### ABOUT THIS EXERCISE
Each record should be given again exactly as it appears, with no image included.

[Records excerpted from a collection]
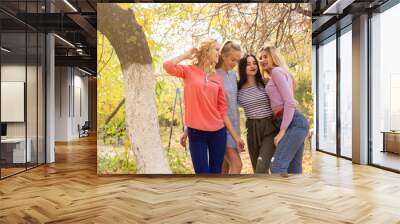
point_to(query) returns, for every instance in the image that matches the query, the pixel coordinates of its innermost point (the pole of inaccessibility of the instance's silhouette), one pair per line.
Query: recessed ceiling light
(5, 50)
(64, 40)
(70, 5)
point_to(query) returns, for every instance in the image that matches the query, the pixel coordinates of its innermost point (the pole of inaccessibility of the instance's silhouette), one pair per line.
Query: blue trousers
(288, 156)
(207, 149)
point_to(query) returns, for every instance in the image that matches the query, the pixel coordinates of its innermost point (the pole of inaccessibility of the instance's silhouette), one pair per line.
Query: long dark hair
(243, 74)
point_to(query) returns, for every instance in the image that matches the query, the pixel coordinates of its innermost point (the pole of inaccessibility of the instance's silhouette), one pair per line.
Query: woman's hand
(279, 136)
(191, 53)
(240, 144)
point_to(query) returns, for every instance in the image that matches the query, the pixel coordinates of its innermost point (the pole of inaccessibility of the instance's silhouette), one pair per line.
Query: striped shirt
(255, 102)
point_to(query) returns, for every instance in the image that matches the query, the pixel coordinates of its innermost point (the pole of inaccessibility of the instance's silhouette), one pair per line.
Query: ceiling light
(84, 71)
(5, 49)
(337, 7)
(70, 5)
(64, 40)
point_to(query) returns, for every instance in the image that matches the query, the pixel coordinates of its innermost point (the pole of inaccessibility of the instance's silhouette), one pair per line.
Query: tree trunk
(129, 42)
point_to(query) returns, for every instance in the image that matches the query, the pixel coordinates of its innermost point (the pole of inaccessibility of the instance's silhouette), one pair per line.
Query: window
(327, 96)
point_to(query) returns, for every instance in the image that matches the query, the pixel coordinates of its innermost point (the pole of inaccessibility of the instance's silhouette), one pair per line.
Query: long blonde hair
(226, 48)
(202, 54)
(278, 60)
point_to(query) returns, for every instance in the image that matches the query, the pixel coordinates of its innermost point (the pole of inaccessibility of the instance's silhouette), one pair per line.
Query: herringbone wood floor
(69, 191)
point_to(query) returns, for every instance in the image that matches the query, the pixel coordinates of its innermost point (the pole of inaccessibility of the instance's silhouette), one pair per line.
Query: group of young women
(212, 95)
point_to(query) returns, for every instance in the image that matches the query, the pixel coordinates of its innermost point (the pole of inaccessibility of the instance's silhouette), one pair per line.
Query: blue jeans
(207, 149)
(288, 156)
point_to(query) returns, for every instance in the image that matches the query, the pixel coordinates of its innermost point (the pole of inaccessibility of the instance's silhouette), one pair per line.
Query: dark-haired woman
(259, 123)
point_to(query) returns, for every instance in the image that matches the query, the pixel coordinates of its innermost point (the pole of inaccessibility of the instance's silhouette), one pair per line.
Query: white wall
(70, 84)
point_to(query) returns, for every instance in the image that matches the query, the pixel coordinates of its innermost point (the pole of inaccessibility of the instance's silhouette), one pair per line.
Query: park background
(136, 98)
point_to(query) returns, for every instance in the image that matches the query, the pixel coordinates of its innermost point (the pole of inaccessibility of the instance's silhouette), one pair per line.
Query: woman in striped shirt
(292, 124)
(256, 104)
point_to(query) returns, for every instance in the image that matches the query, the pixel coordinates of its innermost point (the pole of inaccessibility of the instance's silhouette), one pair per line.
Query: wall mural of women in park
(168, 78)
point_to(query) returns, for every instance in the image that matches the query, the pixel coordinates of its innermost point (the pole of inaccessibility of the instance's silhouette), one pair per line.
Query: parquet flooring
(69, 191)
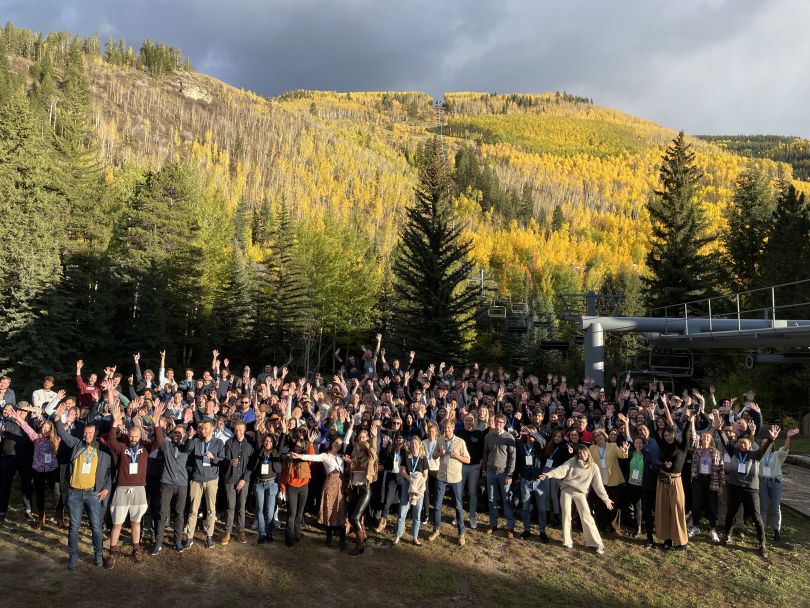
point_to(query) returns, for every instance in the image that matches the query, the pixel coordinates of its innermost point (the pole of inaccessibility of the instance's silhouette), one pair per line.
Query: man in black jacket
(238, 451)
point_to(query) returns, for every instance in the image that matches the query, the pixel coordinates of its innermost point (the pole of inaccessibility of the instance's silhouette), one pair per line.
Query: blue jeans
(497, 488)
(441, 487)
(84, 500)
(470, 476)
(416, 511)
(770, 498)
(533, 492)
(266, 493)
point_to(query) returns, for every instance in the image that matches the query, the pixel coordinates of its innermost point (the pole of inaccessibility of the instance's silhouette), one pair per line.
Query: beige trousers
(196, 492)
(589, 529)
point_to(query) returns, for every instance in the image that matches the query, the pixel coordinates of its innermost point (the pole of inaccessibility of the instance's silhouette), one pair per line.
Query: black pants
(296, 503)
(749, 499)
(236, 500)
(647, 507)
(41, 481)
(359, 498)
(170, 493)
(633, 498)
(430, 492)
(9, 466)
(704, 500)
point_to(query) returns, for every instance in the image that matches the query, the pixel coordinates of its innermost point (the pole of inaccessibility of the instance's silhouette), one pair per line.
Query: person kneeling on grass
(577, 476)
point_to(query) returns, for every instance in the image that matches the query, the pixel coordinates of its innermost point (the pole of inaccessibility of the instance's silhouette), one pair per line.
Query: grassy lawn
(489, 571)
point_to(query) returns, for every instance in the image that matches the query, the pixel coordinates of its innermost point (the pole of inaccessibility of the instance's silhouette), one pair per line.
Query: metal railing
(762, 304)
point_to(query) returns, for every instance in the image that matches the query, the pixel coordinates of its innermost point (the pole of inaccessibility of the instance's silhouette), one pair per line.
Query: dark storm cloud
(702, 65)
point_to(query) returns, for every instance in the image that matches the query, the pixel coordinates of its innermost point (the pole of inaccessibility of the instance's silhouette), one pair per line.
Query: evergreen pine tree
(785, 255)
(29, 255)
(282, 298)
(678, 270)
(435, 314)
(749, 221)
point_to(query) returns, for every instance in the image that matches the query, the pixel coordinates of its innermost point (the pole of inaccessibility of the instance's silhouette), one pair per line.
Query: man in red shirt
(130, 492)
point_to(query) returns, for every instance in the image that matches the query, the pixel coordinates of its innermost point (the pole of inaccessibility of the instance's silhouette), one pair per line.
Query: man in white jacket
(577, 475)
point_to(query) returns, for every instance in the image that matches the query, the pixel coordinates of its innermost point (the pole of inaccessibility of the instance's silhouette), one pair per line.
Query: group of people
(619, 459)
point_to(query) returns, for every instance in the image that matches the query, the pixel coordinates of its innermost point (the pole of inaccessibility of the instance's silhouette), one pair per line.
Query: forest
(146, 206)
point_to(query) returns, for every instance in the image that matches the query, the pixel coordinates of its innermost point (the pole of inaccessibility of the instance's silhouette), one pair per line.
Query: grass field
(489, 571)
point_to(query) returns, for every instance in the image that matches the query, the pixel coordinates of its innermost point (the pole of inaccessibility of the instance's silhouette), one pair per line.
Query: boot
(360, 544)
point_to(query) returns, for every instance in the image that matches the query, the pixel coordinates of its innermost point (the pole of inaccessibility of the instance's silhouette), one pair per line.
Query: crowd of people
(383, 444)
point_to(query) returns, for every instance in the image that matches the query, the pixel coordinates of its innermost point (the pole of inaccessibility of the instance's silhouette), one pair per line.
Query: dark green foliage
(749, 221)
(678, 270)
(282, 298)
(29, 255)
(436, 308)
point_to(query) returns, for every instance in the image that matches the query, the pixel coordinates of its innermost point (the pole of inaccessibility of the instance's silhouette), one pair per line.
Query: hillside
(552, 191)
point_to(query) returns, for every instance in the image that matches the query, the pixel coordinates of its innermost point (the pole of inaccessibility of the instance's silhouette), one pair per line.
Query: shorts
(128, 500)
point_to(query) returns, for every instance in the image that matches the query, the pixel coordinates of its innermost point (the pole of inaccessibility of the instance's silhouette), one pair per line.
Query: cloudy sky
(706, 66)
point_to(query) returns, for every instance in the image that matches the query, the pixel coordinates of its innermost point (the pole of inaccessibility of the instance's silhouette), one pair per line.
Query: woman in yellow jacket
(606, 456)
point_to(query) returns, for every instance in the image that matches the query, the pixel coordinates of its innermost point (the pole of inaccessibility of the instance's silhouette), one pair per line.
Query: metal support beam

### RESULT OF THIS TASK
point_to(query) returns, for every instance in the image that matches the query, the pixel coordinates of its innermost point (the pole of inaccessibility of the instance's silhouette), one pair per line.
Query: recessed ceiling light
(5, 50)
(64, 40)
(70, 5)
point_to(query) returns, for every instance in the image that matches the query, the pixel coordinates of its innermost point (the pole of inaccessibility of the instance's silhouette), one pair per line.
Query: blue trousers
(288, 156)
(207, 149)
point_to(query) returns, for every instance in the image that matches the query, the pixel coordinates of its innermost point (the pole of inaccessibility of the instance's silhouette), one pair per line.
Query: long dark hair
(243, 74)
point_to(query) returns, for every instance in the image that matches the query, the pixel coordinates of its innermost point (the pole of inaccessibility of the instance's silhouette), one pair per line.
Query: woman's hand
(279, 136)
(191, 53)
(240, 144)
point_to(query) returns, for every instance in the image that matches the query, the pixel coordinates of its innermost point (the pole of inaccessibility of the instance's silhouette), one pair per line.
Query: striped shirt
(255, 102)
point_to(query) returns, for every instance in the image that matches the query, the pixel coordinates of its innermost point (the pole of inaccessibility of the instance's silhouette), one pair per line.
Query: ceiling light
(84, 71)
(5, 49)
(337, 7)
(70, 5)
(64, 40)
point_to(query) returns, for every instance in the image that matches the query, the pixel coordinates of its innermost point (the pole of inaccessibility of the instance's silhouette), one pair per line.
Query: tree trunk
(129, 42)
point_to(query) returns, for every instance in the image that matches the query, the pixel coordinates of its innermost point (the pole of inaccessibility of the instance's silhouette), one pair per line.
Query: window
(327, 96)
point_to(query) returns, for every instance in the image that matches the query, the pixel coordinates of its innermost point (the pole of inaccessibility of the instance's silhouette), one pair per line.
Query: long blonde hair
(226, 48)
(202, 54)
(278, 60)
point_to(query) returns, for every instance in the image that matches the query, the pixel coordinates of its innermost point (the pole of inaccessibility of the instance's silhouette), one pair per line.
Query: herringbone wood floor
(69, 191)
point_to(query) returns, for every instance in the image that matches the query, the pixel coordinates of its innermost point (the pole of inaccessibility of the instance's silhouette), one pair per line.
Query: group of young women
(212, 95)
point_to(query) returns, for every instance in the image that matches the query, the pixel coordinates of its innermost point (the pole of inaccessibility of the instance's silhouette), one pair per line.
Query: blue jeans
(207, 149)
(288, 156)
point_to(query) returns, for every instance in the image that matches the query, the pixel coordinates of its innermost point (the pole of inaccessibility of the instance's silhouette), one pair per line.
Query: dark-haired woman
(259, 123)
point_to(query) returns, for every instance in the image that matches the query, the pixel coordinates of its innermost point (the pole of inaccessibility of the instance's silhouette), one pair per line.
Query: white wall
(70, 84)
point_to(query) returns, for every instance in the image that matches the query, the pixel coordinates of its innermost point (the pole of inaccessibility of the instance's silhouette), one pair per line.
Query: park background
(136, 98)
point_to(query) returns, for every instance in the image that matches the query, the pixel coordinates of its innermost point (the pole of inaccessibility of the instance's silhouette), one pair per line.
Query: woman in striped shirt
(292, 124)
(256, 104)
point_to(query) returns, for every instance in the image that matches the query, the pixel coordinates of its innermost point (the pole of inaccessibility of the instance's silhouette), one pair per line.
Query: wall mural of women in park
(168, 78)
point_to(query) returns, for every instance in the image that matches the query, the pixel coordinates of its innermost point (the pole of inaccessibility of the instance's silhouette), one pair per line.
Query: parquet flooring
(69, 191)
point_to(query) returns, for every instance in the image that matches the query, the pixel coordinates of its innermost point (the pole of inaccessibility of the instance's silhouette), one pair per line.
Query: man in black jacket
(238, 451)
point_to(query) returns, for every instance in the image that matches the query, the pixel coordinates of its innermost point (the pole of inaccessibility of the instance's silhouette), one pair per line.
Query: blue jeans
(497, 488)
(441, 487)
(84, 500)
(470, 476)
(416, 511)
(770, 498)
(533, 492)
(266, 493)
point_to(query) returns, for every instance in the image that matches the query, the pixel coordinates of its innermost point (the pole of inaccessibility of the instance's silhouette), one pair per line.
Query: beige trousers
(196, 492)
(589, 529)
point_to(query) returns, for every instance in the image that matches the query, the pixel coordinates of its innermost point (the pole of inaccessibility of the instance's silhouette), one pair per line.
Query: black pants
(296, 503)
(749, 499)
(236, 500)
(647, 507)
(41, 481)
(359, 498)
(170, 493)
(633, 498)
(430, 492)
(9, 466)
(704, 500)
point_to(query) returns, for every instance in the image that matches the query, the pixel coordinates of its innermost point (the pole of inaccessibility of the instance's silhouette), one pair per line.
Query: person kneeling on grass
(577, 476)
point_to(query) returns, for every instance in the image that matches the query, the pixel coordinates of its innermost point (the pole of inaccessibility of the instance's silhouette), one pair per line.
Query: grassy lawn
(489, 571)
point_to(query) returns, for every instance in the image that matches the query, the pixel coordinates of its innermost point (the pole of inaccessibility of the instance's silhouette), one pair per line.
Query: metal railing
(762, 304)
point_to(query) returns, for every instance in the image that matches the query, the pixel coordinates of its innermost point (the pole of inaccessibility of the instance's silhouette), one pair per line.
Query: dark storm cloud
(702, 65)
point_to(query) returns, for every instance in the image that matches the query, the pixel coordinates of its innermost point (the pole of inaccessibility of the instance's silhouette), one pair per line.
Query: evergreen pine tree
(785, 255)
(29, 255)
(282, 298)
(678, 270)
(435, 314)
(749, 221)
point_to(query) returns, for every instance in the image that matches the query, the pixel coordinates of its innermost point (the pole of inaccessibility of the instance's silhouette), one pair per line.
Query: man in red shirt
(130, 492)
point_to(query) returns, for every instance in the image that matches the query, the pixel coordinates of its innermost point (the pole of inaccessibility of the instance's silhouette), one pair per line.
Query: man in white jacket
(577, 475)
point_to(query) returns, for every instance in the image that matches the query, the pixel coordinates of its innermost point (the pole of inaccessibility of the instance's silhouette), one pair per line.
Query: group of people
(619, 459)
point_to(query) returns, for every instance in the image that matches the query, the pixel coordinates of its innermost point (the pole of inaccessibility of the instance's silhouette), one pair per line.
Query: forest
(146, 206)
point_to(query) returns, for every instance in the image that matches the query, the pixel coordinates of its innermost point (the pole of inaccessibility of the instance's silhouette), one pair per line.
Query: grass field
(489, 571)
point_to(query) returns, for every instance in the image that matches the query, the pixel coordinates of its innermost point (the pole of inaccessibility of the instance's silhouette), one pair per line.
Query: boot
(360, 544)
point_to(query) returns, for every instance in the image that matches the query, the pixel coordinates of its innermost point (the pole of inaccessibility of the instance's silhouette), one pair per line.
Query: crowd of people
(383, 444)
point_to(query) returns, for every instance in the image that matches the query, the pixel coordinates of its innermost point (the pole of inaccessibility of the instance's silhouette), one pair per line.
Query: dark green foliage
(749, 221)
(678, 270)
(282, 298)
(29, 255)
(436, 308)
point_to(query) returns, for every instance in the image that matches the query, the pixel coordinates of its innermost point (the pole of inaccessibility of the instance's silhouette), one pair per line.
Query: hillside
(552, 191)
point_to(query) returns, for every instance in the image that matches the query, the pixel coordinates of its innermost point (the pole of inaccessibility of the instance's silhouette), one pair per line.
Query: shorts
(128, 500)
point_to(query) returns, for every instance in the image that matches the query, the pixel coordinates of its innermost point (the pole of inaccessibility of the instance's silhouette), one pair per line.
Query: cloudy sky
(706, 66)
point_to(query) returns, for every instance in the image that matches the query, the pixel coordinates of its innermost point (the pole of inaccessibility of the instance's silhouette), one pair per line.
Query: woman in yellow jacket
(606, 456)
point_to(query) returns, for every instance in the image that matches the query, the pixel coordinates of its innermost point (the pole of inaccessibility of the instance's silhouette), one pair per line.
Query: metal support beam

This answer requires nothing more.